Problem description
Taking the line with "pixel 129 171" as the first and the line with "pixel 134 29" as the last, set down exactly every line in that range from the entries below, and no more.

Source data:
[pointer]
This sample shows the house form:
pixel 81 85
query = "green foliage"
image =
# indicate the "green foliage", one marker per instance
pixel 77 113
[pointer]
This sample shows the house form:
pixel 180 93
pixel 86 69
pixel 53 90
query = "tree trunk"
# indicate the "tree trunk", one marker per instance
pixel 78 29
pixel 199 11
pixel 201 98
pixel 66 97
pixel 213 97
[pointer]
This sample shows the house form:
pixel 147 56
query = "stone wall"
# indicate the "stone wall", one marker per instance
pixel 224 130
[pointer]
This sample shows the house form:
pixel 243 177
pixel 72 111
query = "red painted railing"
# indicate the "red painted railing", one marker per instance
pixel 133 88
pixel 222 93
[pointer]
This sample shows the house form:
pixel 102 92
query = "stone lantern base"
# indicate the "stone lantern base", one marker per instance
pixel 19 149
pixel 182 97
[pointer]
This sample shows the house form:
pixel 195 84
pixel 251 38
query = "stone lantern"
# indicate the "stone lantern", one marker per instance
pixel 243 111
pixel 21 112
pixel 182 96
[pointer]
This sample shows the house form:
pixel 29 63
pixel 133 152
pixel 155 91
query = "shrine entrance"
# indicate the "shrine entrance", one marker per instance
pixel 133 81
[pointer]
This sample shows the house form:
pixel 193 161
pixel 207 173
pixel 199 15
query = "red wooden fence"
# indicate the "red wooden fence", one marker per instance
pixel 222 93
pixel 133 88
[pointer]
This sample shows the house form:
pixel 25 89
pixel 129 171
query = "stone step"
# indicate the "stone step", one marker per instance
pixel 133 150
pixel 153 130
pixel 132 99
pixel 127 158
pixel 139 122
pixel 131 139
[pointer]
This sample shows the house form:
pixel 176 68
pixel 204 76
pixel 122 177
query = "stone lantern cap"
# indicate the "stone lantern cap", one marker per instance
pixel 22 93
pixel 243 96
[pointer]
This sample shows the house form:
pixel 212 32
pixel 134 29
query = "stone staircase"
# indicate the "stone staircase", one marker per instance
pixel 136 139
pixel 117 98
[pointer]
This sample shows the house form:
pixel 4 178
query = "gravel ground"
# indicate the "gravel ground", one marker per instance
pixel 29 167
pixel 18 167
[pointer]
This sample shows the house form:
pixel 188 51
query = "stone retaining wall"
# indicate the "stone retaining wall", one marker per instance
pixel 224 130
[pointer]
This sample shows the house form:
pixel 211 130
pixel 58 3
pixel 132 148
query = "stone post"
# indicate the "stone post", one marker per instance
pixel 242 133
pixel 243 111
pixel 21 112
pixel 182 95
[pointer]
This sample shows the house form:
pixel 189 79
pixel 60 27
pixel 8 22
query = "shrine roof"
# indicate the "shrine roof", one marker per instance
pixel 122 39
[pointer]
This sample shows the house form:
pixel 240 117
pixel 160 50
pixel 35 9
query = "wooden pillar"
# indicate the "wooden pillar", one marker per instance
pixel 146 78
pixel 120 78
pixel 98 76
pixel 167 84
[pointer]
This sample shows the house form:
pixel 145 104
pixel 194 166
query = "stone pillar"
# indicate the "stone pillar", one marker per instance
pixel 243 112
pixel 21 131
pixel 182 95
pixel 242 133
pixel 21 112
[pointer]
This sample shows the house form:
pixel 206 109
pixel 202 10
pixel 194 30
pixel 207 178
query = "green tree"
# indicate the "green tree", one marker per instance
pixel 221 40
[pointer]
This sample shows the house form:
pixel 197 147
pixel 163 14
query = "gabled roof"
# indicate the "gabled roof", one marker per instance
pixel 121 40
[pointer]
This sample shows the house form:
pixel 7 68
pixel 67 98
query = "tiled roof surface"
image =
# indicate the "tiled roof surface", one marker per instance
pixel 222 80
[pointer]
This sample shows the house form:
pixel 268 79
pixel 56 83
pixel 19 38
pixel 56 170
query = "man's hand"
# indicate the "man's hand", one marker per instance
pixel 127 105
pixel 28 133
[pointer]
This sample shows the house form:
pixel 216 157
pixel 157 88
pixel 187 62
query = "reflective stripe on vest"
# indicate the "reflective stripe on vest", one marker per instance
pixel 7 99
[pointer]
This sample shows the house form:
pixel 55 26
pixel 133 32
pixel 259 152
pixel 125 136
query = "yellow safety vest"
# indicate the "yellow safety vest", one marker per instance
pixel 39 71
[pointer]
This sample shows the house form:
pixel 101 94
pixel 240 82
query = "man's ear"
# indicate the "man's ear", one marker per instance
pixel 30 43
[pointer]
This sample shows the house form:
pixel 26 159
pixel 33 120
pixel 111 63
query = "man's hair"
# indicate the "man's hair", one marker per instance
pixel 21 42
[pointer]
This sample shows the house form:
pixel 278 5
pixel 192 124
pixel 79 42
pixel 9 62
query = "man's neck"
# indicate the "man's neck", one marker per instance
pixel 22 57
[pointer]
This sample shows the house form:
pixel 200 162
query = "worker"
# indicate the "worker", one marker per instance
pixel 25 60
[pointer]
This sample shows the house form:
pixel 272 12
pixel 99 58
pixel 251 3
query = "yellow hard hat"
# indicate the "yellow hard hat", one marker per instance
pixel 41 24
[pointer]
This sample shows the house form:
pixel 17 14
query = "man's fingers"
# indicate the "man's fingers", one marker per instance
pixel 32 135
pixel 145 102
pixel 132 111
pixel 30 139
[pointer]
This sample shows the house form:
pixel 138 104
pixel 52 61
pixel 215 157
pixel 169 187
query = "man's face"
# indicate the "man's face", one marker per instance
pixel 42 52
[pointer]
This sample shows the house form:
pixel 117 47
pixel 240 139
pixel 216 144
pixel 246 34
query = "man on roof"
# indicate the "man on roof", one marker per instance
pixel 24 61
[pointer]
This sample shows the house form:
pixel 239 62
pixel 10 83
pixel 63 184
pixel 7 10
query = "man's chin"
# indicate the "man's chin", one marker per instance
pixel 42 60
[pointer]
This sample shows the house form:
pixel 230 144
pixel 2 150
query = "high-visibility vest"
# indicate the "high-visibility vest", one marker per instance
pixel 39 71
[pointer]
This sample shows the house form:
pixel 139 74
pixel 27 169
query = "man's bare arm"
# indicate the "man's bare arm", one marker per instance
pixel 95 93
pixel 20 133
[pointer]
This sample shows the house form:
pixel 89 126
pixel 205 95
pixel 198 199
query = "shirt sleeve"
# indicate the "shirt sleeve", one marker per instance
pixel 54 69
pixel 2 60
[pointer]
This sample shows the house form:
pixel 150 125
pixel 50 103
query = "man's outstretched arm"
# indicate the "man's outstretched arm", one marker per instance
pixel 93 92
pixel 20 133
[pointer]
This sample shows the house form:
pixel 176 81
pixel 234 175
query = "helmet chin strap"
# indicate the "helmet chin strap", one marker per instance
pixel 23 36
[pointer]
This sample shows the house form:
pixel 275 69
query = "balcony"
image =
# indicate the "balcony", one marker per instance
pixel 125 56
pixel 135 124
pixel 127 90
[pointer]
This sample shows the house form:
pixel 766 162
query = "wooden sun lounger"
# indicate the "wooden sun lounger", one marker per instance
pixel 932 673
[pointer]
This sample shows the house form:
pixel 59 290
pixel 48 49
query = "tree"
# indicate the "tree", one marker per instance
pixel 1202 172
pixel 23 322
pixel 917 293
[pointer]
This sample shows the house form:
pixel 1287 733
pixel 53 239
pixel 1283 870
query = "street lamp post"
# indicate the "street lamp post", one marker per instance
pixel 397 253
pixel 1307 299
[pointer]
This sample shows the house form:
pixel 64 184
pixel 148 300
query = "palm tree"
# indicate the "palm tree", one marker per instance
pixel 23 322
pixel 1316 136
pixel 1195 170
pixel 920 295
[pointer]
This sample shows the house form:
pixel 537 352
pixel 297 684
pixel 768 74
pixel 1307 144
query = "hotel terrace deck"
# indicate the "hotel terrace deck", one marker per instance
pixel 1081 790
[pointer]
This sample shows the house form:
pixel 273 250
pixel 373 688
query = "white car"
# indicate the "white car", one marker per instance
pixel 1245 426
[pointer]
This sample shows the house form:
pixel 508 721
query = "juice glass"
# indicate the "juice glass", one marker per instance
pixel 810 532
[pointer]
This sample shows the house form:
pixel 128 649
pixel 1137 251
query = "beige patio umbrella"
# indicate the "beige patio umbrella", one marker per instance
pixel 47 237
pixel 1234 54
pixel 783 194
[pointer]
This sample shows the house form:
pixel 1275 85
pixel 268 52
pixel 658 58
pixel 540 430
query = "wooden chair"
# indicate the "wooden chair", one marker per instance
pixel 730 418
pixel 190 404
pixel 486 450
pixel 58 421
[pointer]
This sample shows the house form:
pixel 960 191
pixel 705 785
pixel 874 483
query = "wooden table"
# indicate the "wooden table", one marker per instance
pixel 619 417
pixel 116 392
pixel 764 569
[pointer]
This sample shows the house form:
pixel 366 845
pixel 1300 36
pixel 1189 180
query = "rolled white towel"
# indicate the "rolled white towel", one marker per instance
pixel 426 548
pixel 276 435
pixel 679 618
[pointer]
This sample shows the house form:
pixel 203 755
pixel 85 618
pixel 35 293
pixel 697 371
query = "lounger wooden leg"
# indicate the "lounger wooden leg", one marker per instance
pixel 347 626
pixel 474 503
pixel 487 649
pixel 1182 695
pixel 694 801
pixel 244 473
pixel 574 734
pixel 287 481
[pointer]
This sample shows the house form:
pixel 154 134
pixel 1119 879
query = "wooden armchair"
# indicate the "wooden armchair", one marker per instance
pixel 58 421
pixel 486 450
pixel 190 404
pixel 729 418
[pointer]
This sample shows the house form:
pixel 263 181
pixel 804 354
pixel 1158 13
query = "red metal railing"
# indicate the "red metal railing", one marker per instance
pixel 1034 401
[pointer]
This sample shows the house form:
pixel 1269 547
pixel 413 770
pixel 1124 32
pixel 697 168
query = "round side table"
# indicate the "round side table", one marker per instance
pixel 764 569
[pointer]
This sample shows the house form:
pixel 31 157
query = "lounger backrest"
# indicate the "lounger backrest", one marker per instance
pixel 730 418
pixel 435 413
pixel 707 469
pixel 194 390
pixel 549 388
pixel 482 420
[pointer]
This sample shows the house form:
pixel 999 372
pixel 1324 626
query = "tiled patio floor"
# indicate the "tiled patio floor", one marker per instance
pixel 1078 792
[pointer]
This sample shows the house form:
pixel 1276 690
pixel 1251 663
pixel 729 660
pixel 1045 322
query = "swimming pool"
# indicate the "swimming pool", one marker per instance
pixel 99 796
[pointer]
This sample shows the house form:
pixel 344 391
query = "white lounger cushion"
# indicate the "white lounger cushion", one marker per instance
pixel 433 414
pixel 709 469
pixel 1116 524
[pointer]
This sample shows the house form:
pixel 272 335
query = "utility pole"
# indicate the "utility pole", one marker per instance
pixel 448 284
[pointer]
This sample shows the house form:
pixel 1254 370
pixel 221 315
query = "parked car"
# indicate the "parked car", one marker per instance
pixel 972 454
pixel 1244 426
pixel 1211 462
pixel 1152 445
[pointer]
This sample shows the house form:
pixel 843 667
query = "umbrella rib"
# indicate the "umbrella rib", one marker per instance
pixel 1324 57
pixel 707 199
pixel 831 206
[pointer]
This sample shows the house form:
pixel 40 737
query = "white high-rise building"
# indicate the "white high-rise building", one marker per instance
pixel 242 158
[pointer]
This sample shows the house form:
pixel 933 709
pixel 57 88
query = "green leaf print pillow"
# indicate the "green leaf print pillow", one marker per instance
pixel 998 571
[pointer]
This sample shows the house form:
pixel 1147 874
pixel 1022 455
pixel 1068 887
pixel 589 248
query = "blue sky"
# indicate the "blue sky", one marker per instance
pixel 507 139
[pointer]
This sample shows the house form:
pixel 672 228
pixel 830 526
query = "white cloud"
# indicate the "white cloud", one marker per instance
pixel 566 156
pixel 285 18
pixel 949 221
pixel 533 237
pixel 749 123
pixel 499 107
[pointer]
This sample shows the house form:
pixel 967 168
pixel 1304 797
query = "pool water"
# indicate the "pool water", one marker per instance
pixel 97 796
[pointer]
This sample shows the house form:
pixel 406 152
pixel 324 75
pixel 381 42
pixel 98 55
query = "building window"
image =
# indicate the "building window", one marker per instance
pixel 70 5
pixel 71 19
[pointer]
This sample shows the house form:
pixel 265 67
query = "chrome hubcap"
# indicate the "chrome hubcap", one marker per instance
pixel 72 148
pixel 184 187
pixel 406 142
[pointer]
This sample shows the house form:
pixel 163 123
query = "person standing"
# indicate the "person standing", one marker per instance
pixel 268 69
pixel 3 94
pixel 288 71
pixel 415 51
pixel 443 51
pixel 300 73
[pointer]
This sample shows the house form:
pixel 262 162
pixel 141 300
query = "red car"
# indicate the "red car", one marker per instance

Answer to the exercise
pixel 129 171
query = "stone step"
# indicate the "stone step", one marker per instance
pixel 133 150
pixel 153 130
pixel 132 99
pixel 127 158
pixel 139 122
pixel 131 139
[pointer]
This sample shows the house form:
pixel 176 68
pixel 204 76
pixel 122 177
query = "stone lantern cap"
# indicate the "stone lantern cap", one marker per instance
pixel 22 93
pixel 243 96
[pointer]
This sample shows the house form:
pixel 212 32
pixel 134 29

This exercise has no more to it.